JOBS =
1. Answer these from the timing chest text:
(a) On chain-equipped models, what shape is the oil pump shaft?
(b) What locates the cam sprocket?
(c) What size are the two bolts that hold the tensioner on earlier models?
2. Print the stretch of the timing chest text from "On later models" through "the phonic wheel.", word for word.

::: PAGE TEXT :::

On models with a chain and sprockets all three sprockets have to be removed along with the chain as one unit. Sometimes they will slip straight off, sometimes you have to start 'em moving with a puller. Try to resist the temptation to pry at them by levering against the side of the timing chest, all you'll end up doing is damaging the mating surface for the gasket! Once they are loose on their shafts, (On chain equipped models the oil pump shaft is tapered.) all three can be wriggled off easily. Once again rescue the oil pump woodruff key and store it safely. There is also a key in the crank but for now it can stay there as long as it's in tight, (They usually are.) and the cam sprocket is located by a peg which usually will remain in the cam but sometimes will come out with the sprocket. Check where it is and DON'T loose it either!!!!!!

Once the sprockets are out of the way, on FI models it will be necessary to remove the 'Phonic Wheel' which is the crank position sensor triggering device that looks like a big cog with two teeth missing that sits behind the cam sprocket. This is also a good time to remove the pick-up from the outside of the case if it needs to be removed for any reason.

After this the cam chain tensioner can be removed. on earlier models this comprises nothing more than an 'L' shaped bit of bent steel with a nasty rubber rubbing block on the end. it is retained by two 13mm bolts that fasten it to the inner wall of the timing chest supported by two spacers. This so called 'Tensioner' is one of the most horrid things ever invented by man or beast. I suggest that as soon as it is unbolted you run, (don't walk!) to the nearest rubbish bin and deposit it therein forthwith!!!! DO NOT though throw away the spacers it sat on, they are REALLY handy for when we get to rebuilding bevelboxes!

On later models the tensioner was vastly improved to a spring loaded flapper type which is retained by two bolts again, one of which is also a main bearing retaining bolt, This too can simply be unbolted and stored in the 'Timing gear' box along with the phonic wheel.

::: MATERIAL :::

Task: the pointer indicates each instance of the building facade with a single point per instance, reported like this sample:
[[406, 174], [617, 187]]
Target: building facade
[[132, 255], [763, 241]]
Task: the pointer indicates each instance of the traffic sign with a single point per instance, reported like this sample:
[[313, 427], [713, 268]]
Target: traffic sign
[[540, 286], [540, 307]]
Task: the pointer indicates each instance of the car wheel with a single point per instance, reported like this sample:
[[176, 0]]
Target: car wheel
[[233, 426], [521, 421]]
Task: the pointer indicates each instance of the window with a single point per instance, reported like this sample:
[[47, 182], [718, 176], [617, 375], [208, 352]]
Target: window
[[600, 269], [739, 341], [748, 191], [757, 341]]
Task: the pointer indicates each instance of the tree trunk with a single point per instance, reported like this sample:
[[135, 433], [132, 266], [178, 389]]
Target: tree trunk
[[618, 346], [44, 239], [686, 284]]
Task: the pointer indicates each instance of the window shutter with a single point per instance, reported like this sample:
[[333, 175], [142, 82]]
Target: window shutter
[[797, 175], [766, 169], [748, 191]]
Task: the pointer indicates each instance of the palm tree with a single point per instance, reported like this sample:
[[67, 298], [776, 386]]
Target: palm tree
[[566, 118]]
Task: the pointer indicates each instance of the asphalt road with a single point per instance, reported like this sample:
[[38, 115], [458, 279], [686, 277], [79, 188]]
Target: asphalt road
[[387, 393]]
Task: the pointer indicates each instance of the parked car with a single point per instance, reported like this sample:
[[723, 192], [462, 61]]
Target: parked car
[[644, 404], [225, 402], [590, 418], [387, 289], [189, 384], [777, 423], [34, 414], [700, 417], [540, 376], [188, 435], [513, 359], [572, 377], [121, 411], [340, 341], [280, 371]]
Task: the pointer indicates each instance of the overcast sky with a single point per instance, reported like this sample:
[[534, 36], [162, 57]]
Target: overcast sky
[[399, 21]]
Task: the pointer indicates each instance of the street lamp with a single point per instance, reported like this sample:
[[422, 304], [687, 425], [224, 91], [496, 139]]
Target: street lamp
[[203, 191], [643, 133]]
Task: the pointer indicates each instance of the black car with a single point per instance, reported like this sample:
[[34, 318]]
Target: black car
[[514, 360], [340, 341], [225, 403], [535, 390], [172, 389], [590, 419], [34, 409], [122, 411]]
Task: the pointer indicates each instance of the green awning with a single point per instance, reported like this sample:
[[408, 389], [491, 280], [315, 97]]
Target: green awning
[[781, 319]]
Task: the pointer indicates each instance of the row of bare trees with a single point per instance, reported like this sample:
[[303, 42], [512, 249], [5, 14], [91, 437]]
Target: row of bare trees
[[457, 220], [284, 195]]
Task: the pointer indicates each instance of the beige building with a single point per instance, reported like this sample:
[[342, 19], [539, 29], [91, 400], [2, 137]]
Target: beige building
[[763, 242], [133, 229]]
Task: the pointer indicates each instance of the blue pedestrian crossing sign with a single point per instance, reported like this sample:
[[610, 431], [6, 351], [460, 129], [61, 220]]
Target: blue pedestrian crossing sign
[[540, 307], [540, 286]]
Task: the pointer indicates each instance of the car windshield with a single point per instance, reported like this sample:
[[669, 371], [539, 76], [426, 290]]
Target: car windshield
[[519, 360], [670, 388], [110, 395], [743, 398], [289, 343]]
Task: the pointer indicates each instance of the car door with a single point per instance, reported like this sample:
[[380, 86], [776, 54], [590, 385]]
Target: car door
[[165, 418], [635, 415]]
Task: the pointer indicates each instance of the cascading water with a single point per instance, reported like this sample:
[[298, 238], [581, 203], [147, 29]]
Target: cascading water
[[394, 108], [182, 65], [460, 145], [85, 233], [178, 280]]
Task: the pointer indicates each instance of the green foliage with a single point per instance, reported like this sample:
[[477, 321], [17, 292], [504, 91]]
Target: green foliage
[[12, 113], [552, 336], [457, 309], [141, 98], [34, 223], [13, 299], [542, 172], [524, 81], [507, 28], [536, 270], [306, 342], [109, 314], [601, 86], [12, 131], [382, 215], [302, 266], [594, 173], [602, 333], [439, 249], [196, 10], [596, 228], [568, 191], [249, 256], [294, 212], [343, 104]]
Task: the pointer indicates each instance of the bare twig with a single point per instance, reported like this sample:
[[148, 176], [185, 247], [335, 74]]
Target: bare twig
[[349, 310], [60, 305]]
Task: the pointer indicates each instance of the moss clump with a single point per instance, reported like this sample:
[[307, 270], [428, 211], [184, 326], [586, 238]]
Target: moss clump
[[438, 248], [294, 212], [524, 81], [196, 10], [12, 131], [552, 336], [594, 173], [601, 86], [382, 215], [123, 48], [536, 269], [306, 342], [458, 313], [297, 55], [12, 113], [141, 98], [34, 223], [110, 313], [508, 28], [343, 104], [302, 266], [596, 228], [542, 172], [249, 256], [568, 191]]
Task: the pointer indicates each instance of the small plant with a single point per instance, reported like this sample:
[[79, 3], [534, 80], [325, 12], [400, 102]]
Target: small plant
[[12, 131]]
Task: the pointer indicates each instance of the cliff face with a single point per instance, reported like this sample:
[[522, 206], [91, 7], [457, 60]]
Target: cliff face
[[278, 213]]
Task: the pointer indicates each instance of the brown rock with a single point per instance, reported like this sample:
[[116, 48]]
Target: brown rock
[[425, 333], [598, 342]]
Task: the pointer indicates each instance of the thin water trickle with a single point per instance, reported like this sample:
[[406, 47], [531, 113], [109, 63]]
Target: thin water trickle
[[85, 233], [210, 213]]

:::

WORKED ANSWERS =
1.
(a) Tapered.
(b) A peg.
(c) 13mm.

2.
On later models the tensioner was vastly improved to a spring loaded flapper type which is retained by two bolts again, one of which is also a main bearing retaining bolt, This too can simply be unbolted and stored in the 'Timing gear' box along with the phonic wheel.